> [GIVEN INSTRUCTION 1] How many lines of the records contain the word "doorway"? Answer with the number alone.

** start of DOCUMENT **

In the autumn of 1819, somewhat more than a year after the death of Abraham's mother, his father married again, this time a widow lady with three children, Mrs. Sally Johnston of Elizabethtown, Kentucky. I think it is to this lady more than to his own mother that he is indebted for his good early training and formation of character. And from the following

letter in possession of the writer written to his step-brother, her own son, it will be seen that he was much more chary of her rights than her own flesh and blood. It bears the superscription, "John D. Johnston, Charleston, Coles county, Illinois," and is dated, "Springfield, Nov. 25, 1851," and reads as follows:

Dear Brother: Your letter of the 22d is just received. Your proposal about selling the East forty acres of land is all that I want or could claim for myself, but I am not satisfied with it on Mother's account. I want her to have her living, and I feel that it is my duty, to some extent, to see that she is not wronged. She had a right of dower (that is the use of one-third for life) in the other two forties; but it seems she has already let you take that, hook and line. She now has the use of the whole of the East forty, as long as she lives; and if it be sold of course she is entitled to the interest on all the money it brings as long as she lives; but you propose to sell it for three hundred dollars, take one hundred away with you, and leave her two hundred, at 8 per cent, making her the enormous sum of sixteen dollars a year. Now, if you are satisfied with treating her in that way, I am not. It is true, that you are to have that forty for two hundred dollars, at Mother's death; but you are not to have it before. I am confident that land can be made to produce for Mother at least $30 a year, and I cannot, to oblige any living person consent that she shall be put on an allowance of sixteen dollars a year. Yours, &c., A. LINCOLN.

This lady in her eightieth year was still living at the time of the president's death, near Farmington, Coles county, Illinois.

At the age of nineteen Mr. Lincoln made his first "strike out from home," taking charge of a flat boat and its cargo for the sugar plantations near New Orleans. During the laborious voyage he and his only companion, a son of his employer, successfully defended themselves against an attack made at night by a band of negroes for the purposes of plunder, and escaping unhurt reached their destination, disposed of their freight and returned to their homes in safety. In March, 1830, Abraham having just completed his majority, started with his father and family from their Indiana home and after a tedious journey of fifteen days halted on the banks of the Sangamon river, near Decatur, Macon county, Illinois. It was at this era in his life that he acquired the epithet afterwards used towards him of “the rail-splitter of Illinois," he having split rails enough to fence in a lot of ten acres, the dimensions of his father's new home. Here, however, the family did not remain long. Finding the locality unhealthy they removed to Coles county in the same state, where old Thomas Lincoln died January 17th, 1851, in his seventy-third year. Having cut entirely loose from his family after their removal to Coles county, we next find Lincoln hired by a man named Offutt to build a flat boat at twelve dollars per month, which when completed he took to New Orleans, with a drove of hogs, for his employer. On his return his employer placed him in charge of a store and mill at New Salem, Menard county, Illinois. It was while young Lincoln was engaged in the duties of tending store, that he borrowed from an acquaintance a copy of Kirkham's

English grammar and commenced its study. The identical book used by Mr. Lincoln is now in the possession of Capt. R. R. Rutledge, with whose father Mr. Lincoln lived about this time. His name, together with several remarks, originally appeared on the fly leaf, but the leaf has been torn out. In this connection it may be of interest to state, that the writer has in his possession a page of Mr. Lincoln's copy-book made in 1824, when he was fifteen years old. It is of ordinary foolscap size, and has written across the bottom in large characters, " ABRAHAM LINCOLN'S BOOK." This interesting relic was presented to the writer, together with many others of a similar character, by his valued friend the Hon. William H. Herndon of Springfield, Illinois, to whom he is indebted for much valuable information.

** end of DOCUMENT **

> [GIVEN INSTRUCTION 2] Can you continue the account of Abraham Lincoln's early years above, picking up right after its final sentence?

** start of MATERIAL PROVIDED **

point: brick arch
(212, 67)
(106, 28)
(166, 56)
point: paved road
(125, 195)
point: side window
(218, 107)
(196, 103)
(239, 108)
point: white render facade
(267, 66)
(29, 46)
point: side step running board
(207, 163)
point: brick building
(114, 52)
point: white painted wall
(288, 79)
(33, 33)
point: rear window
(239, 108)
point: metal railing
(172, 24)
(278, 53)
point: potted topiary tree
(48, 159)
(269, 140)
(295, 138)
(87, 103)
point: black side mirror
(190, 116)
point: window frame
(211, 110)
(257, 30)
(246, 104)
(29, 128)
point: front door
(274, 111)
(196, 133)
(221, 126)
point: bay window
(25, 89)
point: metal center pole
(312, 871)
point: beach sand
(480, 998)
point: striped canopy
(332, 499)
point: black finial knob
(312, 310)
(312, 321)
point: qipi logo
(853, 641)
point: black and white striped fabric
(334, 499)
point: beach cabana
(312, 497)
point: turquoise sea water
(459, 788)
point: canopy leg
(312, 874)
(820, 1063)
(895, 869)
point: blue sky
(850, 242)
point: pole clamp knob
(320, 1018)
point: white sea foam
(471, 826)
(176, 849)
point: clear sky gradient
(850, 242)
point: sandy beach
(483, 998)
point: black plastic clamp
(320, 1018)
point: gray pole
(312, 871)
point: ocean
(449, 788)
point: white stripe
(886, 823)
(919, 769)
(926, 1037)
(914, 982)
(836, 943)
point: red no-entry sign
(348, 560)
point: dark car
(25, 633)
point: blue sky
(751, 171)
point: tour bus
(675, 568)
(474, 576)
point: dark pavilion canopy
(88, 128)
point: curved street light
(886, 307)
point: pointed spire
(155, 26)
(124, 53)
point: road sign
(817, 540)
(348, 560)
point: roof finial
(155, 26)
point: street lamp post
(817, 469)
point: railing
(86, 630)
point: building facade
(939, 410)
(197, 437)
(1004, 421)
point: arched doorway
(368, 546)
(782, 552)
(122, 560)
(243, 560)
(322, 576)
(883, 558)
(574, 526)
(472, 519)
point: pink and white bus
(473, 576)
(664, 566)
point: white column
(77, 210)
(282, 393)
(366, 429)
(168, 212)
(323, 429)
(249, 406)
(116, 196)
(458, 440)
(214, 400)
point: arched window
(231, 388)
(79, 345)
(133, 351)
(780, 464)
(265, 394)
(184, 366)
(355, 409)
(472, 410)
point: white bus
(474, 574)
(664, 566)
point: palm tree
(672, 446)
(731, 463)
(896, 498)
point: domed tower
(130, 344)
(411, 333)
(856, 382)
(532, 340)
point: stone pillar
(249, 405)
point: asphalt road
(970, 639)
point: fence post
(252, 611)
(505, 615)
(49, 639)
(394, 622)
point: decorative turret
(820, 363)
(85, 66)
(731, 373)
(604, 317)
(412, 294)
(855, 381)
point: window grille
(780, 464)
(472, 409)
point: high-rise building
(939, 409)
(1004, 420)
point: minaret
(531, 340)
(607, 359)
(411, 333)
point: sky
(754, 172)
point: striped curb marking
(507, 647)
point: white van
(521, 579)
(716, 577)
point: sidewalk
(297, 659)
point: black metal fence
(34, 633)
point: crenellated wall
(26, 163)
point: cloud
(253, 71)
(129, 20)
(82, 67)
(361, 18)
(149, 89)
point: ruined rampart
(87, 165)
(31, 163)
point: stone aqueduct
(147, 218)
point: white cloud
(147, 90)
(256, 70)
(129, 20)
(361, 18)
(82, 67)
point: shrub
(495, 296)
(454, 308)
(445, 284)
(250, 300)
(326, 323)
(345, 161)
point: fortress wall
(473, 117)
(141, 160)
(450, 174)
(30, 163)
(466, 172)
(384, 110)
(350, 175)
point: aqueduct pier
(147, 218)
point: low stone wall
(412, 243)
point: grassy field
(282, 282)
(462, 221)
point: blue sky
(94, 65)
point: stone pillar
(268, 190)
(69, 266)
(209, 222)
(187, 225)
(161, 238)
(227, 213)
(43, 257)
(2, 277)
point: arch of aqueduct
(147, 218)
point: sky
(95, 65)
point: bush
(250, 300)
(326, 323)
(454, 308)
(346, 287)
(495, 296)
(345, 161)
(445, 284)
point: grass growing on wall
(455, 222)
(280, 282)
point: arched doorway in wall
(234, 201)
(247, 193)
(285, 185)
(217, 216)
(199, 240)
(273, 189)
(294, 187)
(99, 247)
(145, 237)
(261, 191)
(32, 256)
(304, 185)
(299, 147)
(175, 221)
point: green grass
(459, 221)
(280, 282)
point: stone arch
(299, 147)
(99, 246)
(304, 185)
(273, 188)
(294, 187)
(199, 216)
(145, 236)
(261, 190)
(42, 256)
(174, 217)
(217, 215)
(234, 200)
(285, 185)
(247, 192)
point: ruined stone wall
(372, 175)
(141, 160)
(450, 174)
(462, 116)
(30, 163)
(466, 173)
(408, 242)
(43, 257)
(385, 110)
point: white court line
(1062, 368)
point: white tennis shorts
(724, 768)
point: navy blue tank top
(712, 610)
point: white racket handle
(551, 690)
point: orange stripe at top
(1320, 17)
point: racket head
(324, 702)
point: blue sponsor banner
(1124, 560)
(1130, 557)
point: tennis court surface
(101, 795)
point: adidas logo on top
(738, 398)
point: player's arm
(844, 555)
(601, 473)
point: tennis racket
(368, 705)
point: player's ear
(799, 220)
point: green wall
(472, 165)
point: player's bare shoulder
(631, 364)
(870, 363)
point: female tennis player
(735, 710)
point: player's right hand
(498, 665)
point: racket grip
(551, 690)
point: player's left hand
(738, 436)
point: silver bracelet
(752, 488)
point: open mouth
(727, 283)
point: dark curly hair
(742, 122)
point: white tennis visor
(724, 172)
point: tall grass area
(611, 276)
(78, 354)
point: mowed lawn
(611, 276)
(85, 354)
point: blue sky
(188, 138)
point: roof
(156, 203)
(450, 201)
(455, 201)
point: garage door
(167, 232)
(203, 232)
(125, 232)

** end of MATERIAL PROVIDED **

> [TASK RESULT 1] 2

> [TASK RESULT 2]
It was in the spring of 1832, that the skirmishes with the Sac Indians began, known in history as the Black Hawk war, whereupon Governor Reynolds, of Illinois, issued his call for volunteers, and among the first to offer themselves was Abraham Lincoln, who was almost unanimously elected captain of a company, formed in Menard county, from among his friends and neighbors. There was no fighting to be done, so the captain and his company had no chance of distinguishing themselves on the field, except in the manner described in the following extract from a speech delivered by Mr. Lincoln, when a member of congress, upon the nomination of General Cass, for the presidency, the general's friends having endeavored to endow their hero with a military reputation. "By the way, Mr. Speaker," said Mr. Lincoln, "do you know I am a military hero? Yes, sir, in the days of the Black Hawk war, I fought, bled and came away. Speaking of General Cass's career reminds me of my own. I was not at Stillman's defeat, but I was about as near it as Cass to Hull's surrender; and like him I saw the place very soon afterward. It is quite certain I did not break my sword, for I had none to break; but I bent my musket pretty badly on one occasion. * * If General Cass went in advance of me in picking whortleberries, I guess I surpassed him in charges upon the wild onions. If he saw any live, fighting Indians, it was more that I did, but I had a good many bloody struggles with the mosquitoes; and although I never fainted from loss of blood, I can truly say I was often very hungry."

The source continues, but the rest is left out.